--- START ---

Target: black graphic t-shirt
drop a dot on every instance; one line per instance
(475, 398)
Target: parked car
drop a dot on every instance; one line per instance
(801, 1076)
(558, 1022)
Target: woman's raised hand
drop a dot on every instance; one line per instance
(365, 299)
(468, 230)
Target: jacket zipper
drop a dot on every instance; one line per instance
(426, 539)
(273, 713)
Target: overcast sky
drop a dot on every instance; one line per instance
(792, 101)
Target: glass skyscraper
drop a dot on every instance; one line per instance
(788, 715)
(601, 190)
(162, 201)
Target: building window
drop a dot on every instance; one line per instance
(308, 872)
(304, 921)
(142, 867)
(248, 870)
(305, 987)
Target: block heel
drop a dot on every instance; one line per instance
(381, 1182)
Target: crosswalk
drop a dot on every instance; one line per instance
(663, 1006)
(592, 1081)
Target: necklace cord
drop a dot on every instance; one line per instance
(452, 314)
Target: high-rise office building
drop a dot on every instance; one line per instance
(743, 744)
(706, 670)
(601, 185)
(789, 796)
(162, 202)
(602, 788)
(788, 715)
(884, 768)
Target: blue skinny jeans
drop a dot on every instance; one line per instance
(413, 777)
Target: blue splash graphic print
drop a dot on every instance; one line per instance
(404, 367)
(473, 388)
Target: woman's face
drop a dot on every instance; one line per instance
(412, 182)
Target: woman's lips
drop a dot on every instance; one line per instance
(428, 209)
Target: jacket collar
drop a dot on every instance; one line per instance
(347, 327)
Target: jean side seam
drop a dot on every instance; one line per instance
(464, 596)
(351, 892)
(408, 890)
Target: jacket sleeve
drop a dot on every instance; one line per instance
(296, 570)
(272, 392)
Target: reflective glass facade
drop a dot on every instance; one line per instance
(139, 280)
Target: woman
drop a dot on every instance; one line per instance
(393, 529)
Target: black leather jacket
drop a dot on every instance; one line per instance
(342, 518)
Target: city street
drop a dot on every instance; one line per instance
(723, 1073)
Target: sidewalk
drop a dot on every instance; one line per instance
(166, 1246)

--- END ---

Exactly as they appear above, copy out all the records.

Target: black graphic t-shirt
drop a dot on every instance; one line per instance
(475, 398)
Target: parked car
drop a dot on every instance; one line per instance
(801, 1076)
(558, 1022)
Target: woman's raised hand
drop a dot on every instance; one line per instance
(365, 299)
(468, 230)
Target: jacket zipper
drop a dot on every instance; one line per instance
(426, 539)
(273, 713)
Target: overcast sky
drop a dot on every instance; one line per instance
(792, 101)
Target: glass skyscraper
drop a dot on every instance; one line per instance
(788, 715)
(601, 190)
(162, 201)
Target: building window
drop a dot on every instance; one line per instance
(308, 872)
(304, 921)
(142, 867)
(248, 870)
(305, 987)
Target: block heel
drop a dot on every instance; one line per instance
(381, 1182)
Target: crosswalk
drop a dot on every instance; one line per instance
(663, 1006)
(592, 1081)
Target: necklace cord
drop a dot on every instance; one line per instance
(452, 314)
Target: high-rise office building
drop a dot on every instance; one line per instance
(743, 744)
(706, 670)
(601, 185)
(789, 796)
(162, 202)
(602, 788)
(788, 715)
(884, 768)
Target: blue skinny jeans
drop a dot on every instance; one line per instance
(413, 777)
Target: blue splash graphic print
drop a dot on every instance; one line per instance
(404, 367)
(473, 388)
Target: woman's face
drop a dot on every instance; one line per instance
(412, 182)
Target: woman's lips
drop a dot on every instance; one line per instance
(428, 209)
Target: jacket collar
drop a dot on every instance; one line per instance
(347, 327)
Target: jean side seam
drop a dot on every instance; one line per instance
(464, 596)
(351, 892)
(408, 890)
Target: jacket sleeve
drop a dot on every instance; one line per instance
(296, 570)
(272, 392)
Target: reflective glass facade
drop a dot on every instance; one line per instance
(139, 280)
Target: woman
drop a dot on every instance; one line per instance
(393, 529)
Target: black leather jacket
drop a dot on every instance; one line per instance
(342, 518)
Target: city street
drop a dot on every instance; one line per instance
(723, 1073)
Target: sidewalk
drop a dot on every instance; one line per instance
(166, 1246)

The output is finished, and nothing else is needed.